Please return all of the data below line for line without any changes, leaving out the pictures.

§ Records from a point-labeling set
— begin —

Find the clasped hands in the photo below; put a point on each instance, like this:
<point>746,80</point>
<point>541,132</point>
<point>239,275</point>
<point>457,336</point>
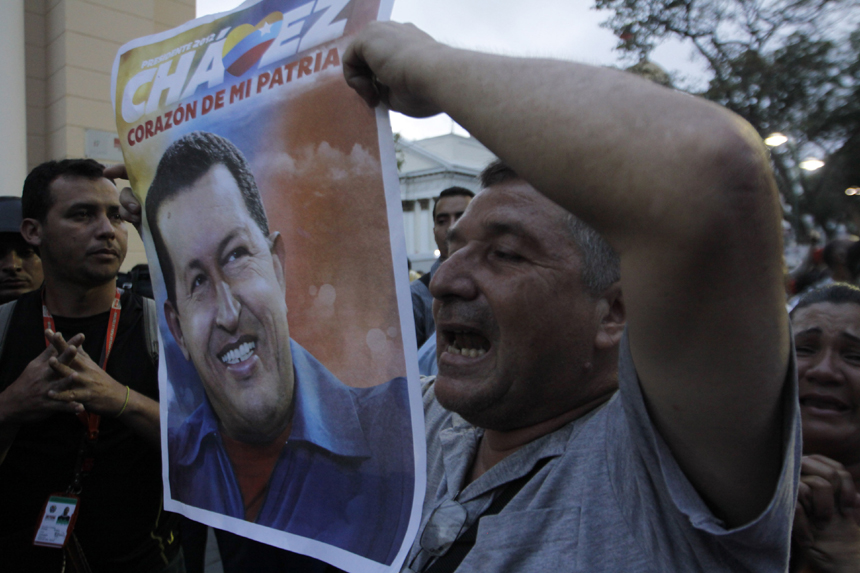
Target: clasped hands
<point>827,517</point>
<point>63,378</point>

— end —

§ In response
Find the clasped hands in the photo below; put a point on each instance, like this:
<point>746,80</point>
<point>541,132</point>
<point>239,275</point>
<point>457,336</point>
Target: clasped hands
<point>827,517</point>
<point>63,378</point>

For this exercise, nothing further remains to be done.